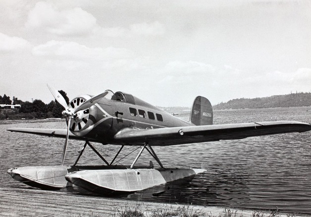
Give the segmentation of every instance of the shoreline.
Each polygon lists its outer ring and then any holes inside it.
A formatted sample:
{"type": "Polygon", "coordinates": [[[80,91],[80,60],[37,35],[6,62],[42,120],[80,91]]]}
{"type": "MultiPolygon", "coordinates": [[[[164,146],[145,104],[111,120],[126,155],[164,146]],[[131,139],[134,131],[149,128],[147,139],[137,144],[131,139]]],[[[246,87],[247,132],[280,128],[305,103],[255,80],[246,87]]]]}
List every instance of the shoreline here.
{"type": "MultiPolygon", "coordinates": [[[[0,187],[0,216],[111,216],[120,215],[122,211],[139,209],[146,217],[159,209],[175,210],[185,207],[192,214],[202,217],[253,217],[255,211],[213,206],[185,205],[141,201],[131,201],[104,197],[90,197],[81,194],[68,194],[60,191],[40,189],[0,187]]],[[[263,217],[271,212],[258,211],[263,217]]],[[[276,216],[298,216],[295,214],[276,213],[276,216]]]]}

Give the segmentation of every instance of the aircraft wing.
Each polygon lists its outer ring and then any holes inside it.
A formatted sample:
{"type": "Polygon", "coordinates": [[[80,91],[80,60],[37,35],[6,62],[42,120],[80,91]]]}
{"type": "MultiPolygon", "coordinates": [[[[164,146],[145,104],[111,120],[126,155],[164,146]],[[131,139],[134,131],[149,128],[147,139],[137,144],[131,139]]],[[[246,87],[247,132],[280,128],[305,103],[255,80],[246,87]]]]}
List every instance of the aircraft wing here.
{"type": "MultiPolygon", "coordinates": [[[[10,128],[7,130],[11,132],[24,132],[26,133],[35,134],[47,136],[53,136],[59,138],[66,138],[66,129],[45,129],[36,128],[10,128]]],[[[76,136],[69,132],[69,138],[85,140],[85,138],[76,136]]]]}
{"type": "Polygon", "coordinates": [[[296,121],[276,121],[180,127],[148,130],[123,130],[114,136],[117,143],[165,146],[220,140],[238,139],[311,130],[311,125],[296,121]]]}

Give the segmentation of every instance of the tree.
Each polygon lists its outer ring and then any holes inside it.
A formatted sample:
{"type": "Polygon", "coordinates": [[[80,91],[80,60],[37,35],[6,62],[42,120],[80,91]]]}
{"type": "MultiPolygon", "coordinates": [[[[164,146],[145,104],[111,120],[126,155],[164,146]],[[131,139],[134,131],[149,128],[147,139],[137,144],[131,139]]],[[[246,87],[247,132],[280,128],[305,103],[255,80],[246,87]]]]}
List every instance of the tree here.
{"type": "Polygon", "coordinates": [[[48,112],[47,105],[40,99],[35,99],[32,103],[32,107],[35,112],[48,112]]]}
{"type": "Polygon", "coordinates": [[[22,103],[19,109],[19,112],[23,113],[30,113],[34,111],[32,103],[26,101],[22,103]]]}
{"type": "Polygon", "coordinates": [[[37,118],[44,118],[47,116],[48,106],[40,99],[35,99],[32,103],[34,112],[36,112],[37,118]]]}
{"type": "Polygon", "coordinates": [[[5,104],[6,105],[10,105],[12,103],[12,101],[10,99],[10,97],[7,96],[4,94],[2,97],[1,103],[0,104],[5,104]]]}
{"type": "Polygon", "coordinates": [[[17,97],[15,96],[13,97],[13,105],[21,105],[23,102],[17,99],[17,97]]]}

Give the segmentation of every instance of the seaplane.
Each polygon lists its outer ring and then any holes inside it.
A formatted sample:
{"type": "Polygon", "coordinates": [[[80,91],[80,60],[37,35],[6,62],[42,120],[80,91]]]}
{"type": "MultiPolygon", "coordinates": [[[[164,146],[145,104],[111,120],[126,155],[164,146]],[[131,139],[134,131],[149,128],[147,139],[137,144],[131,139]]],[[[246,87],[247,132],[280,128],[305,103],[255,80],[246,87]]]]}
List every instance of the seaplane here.
{"type": "Polygon", "coordinates": [[[8,171],[14,179],[43,189],[74,185],[103,195],[130,194],[206,171],[203,168],[170,168],[162,164],[153,147],[188,144],[191,149],[194,143],[208,145],[207,142],[311,130],[309,124],[289,121],[213,125],[211,103],[201,96],[194,100],[187,122],[124,92],[107,90],[96,96],[83,94],[67,104],[59,91],[48,87],[64,108],[62,114],[66,117],[67,129],[7,129],[65,139],[60,166],[22,167],[8,171]],[[82,140],[85,143],[75,162],[65,166],[69,139],[82,140]],[[94,147],[94,143],[119,148],[109,162],[94,147]],[[88,145],[101,158],[104,165],[77,165],[88,145]],[[125,146],[138,146],[140,150],[128,166],[115,164],[125,146]],[[135,165],[146,150],[158,166],[155,167],[151,162],[145,167],[135,165]]]}

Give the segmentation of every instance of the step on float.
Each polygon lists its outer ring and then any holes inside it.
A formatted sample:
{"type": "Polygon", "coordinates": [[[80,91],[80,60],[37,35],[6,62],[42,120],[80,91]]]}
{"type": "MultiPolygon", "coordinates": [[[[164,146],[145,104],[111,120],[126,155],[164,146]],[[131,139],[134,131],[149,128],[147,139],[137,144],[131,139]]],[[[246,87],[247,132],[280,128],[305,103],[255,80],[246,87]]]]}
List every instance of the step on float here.
{"type": "Polygon", "coordinates": [[[15,179],[45,190],[74,184],[97,194],[129,193],[206,172],[202,169],[127,169],[126,167],[54,166],[12,168],[15,179]]]}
◆ ◆ ◆ ◆
Convert the records above into a two-column CSV with the header columns "prompt" and "response", giving one row per request. Place its text and its answer each in a single quoted field, replace line breaks with spaces, and omit the pictures.

prompt,response
"Give the segmentation of every instance of the shoreline. Each polygon lists its outer ring and then any holes inside it. A formatted sample: {""type"": ""Polygon"", ""coordinates"": [[[80,91],[80,60],[37,35],[6,62],[42,120],[80,91]]]} {""type"": ""MultiPolygon"", ""coordinates"": [[[[164,146],[145,104],[111,120],[126,155],[164,146]],[[131,139],[134,131],[149,128],[147,139],[137,144],[131,139]]],[[[246,87],[247,132],[280,128],[305,103],[255,80],[246,87]]]]} List every instance of the shoreline here.","{""type"": ""MultiPolygon"", ""coordinates"": [[[[0,187],[0,216],[111,216],[120,215],[122,211],[139,209],[146,217],[159,209],[175,210],[185,207],[192,214],[202,217],[253,217],[255,211],[213,206],[185,205],[141,201],[131,201],[104,197],[90,197],[81,194],[68,194],[60,191],[40,189],[0,187]]],[[[263,217],[271,212],[258,211],[263,217]]],[[[276,216],[298,216],[295,214],[276,213],[276,216]]]]}"
"Give the segmentation of every instance of the aircraft wing. Each polygon lists its outer ring and then any holes inside it. A formatted sample: {""type"": ""Polygon"", ""coordinates"": [[[80,91],[80,60],[37,35],[6,62],[42,120],[80,91]]]} {""type"": ""MultiPolygon"", ""coordinates"": [[[[164,146],[145,104],[111,120],[126,155],[164,146]],[[131,139],[134,131],[149,128],[147,139],[137,144],[131,139]]],[[[246,87],[247,132],[280,128],[305,103],[255,80],[246,87]]]]} List every instance of the aircraft wing here.","{""type"": ""MultiPolygon"", ""coordinates"": [[[[10,128],[7,130],[11,132],[24,132],[26,133],[35,134],[47,136],[53,136],[59,138],[66,138],[66,129],[45,129],[36,128],[10,128]]],[[[76,136],[69,132],[69,138],[85,140],[85,138],[76,136]]]]} {""type"": ""Polygon"", ""coordinates"": [[[296,121],[276,121],[180,127],[148,130],[123,130],[114,136],[117,143],[165,146],[220,140],[238,139],[311,130],[311,125],[296,121]]]}"
"Give the segmentation of every instance of the tree. Each polygon lists its outer ring and then any holes inside it. A formatted sample: {""type"": ""Polygon"", ""coordinates"": [[[80,91],[80,60],[37,35],[6,62],[42,120],[80,91]]]} {""type"": ""MultiPolygon"", ""coordinates"": [[[[164,146],[145,104],[111,120],[126,155],[164,146]],[[131,139],[134,131],[149,128],[147,139],[137,144],[131,139]]],[[[246,87],[247,132],[280,128],[305,103],[255,80],[246,87]]]]} List every instance of the tree here.","{""type"": ""Polygon"", ""coordinates"": [[[48,112],[47,105],[40,99],[35,99],[32,103],[32,107],[35,112],[48,112]]]} {""type"": ""Polygon"", ""coordinates"": [[[22,103],[19,109],[19,112],[23,113],[30,113],[34,111],[32,103],[26,101],[22,103]]]} {""type"": ""Polygon"", ""coordinates"": [[[37,118],[44,118],[47,116],[48,106],[40,99],[35,99],[32,103],[34,112],[36,112],[37,118]]]} {""type"": ""Polygon"", ""coordinates"": [[[5,104],[6,105],[10,105],[12,103],[12,101],[10,99],[10,97],[7,96],[4,94],[2,97],[1,103],[0,104],[5,104]]]} {""type"": ""Polygon"", ""coordinates"": [[[17,97],[15,96],[13,97],[13,105],[21,105],[23,102],[17,99],[17,97]]]}"
"Give the segmentation of every instance of the seaplane. Each polygon lists its outer ring and then any holes inside it. A formatted sample: {""type"": ""Polygon"", ""coordinates"": [[[80,91],[80,60],[37,35],[6,62],[42,120],[80,91]]]} {""type"": ""MultiPolygon"", ""coordinates"": [[[[164,146],[145,104],[111,120],[126,155],[164,146]],[[131,139],[134,131],[149,128],[147,139],[137,144],[131,139]]],[[[246,87],[247,132],[280,128],[305,103],[255,80],[246,87]]]]} List every instance of the seaplane here.","{""type"": ""Polygon"", ""coordinates"": [[[8,171],[14,179],[43,189],[74,185],[103,195],[130,194],[206,171],[203,168],[170,168],[162,164],[153,147],[188,144],[191,149],[194,143],[208,145],[207,142],[311,130],[309,124],[289,121],[213,125],[211,103],[201,96],[194,100],[187,122],[124,92],[107,90],[96,96],[83,94],[67,104],[59,91],[48,87],[64,108],[62,114],[66,117],[67,129],[7,129],[65,139],[60,166],[22,167],[8,171]],[[82,140],[85,143],[75,162],[65,166],[69,139],[82,140]],[[94,147],[94,143],[119,148],[109,162],[94,147]],[[88,145],[101,158],[104,165],[77,165],[88,145]],[[125,146],[138,146],[140,150],[128,166],[115,164],[125,146]],[[135,165],[146,150],[158,166],[155,167],[151,162],[145,167],[135,165]]]}"
"Give the segmentation of every instance of the step on float. Each polygon lists its outer ring and then any holes inside it. A formatted sample: {""type"": ""Polygon"", ""coordinates"": [[[80,91],[80,60],[37,35],[6,62],[42,120],[80,91]]]} {""type"": ""MultiPolygon"", ""coordinates"": [[[[164,146],[145,104],[111,120],[126,155],[164,146]],[[131,139],[134,131],[149,128],[147,139],[137,144],[131,139]]],[[[246,87],[247,132],[280,128],[305,103],[255,80],[246,87]]]]} List every instance of the step on float here.","{""type"": ""Polygon"", ""coordinates"": [[[15,179],[45,190],[74,184],[97,194],[129,193],[206,172],[202,169],[127,169],[126,167],[54,166],[12,168],[15,179]]]}"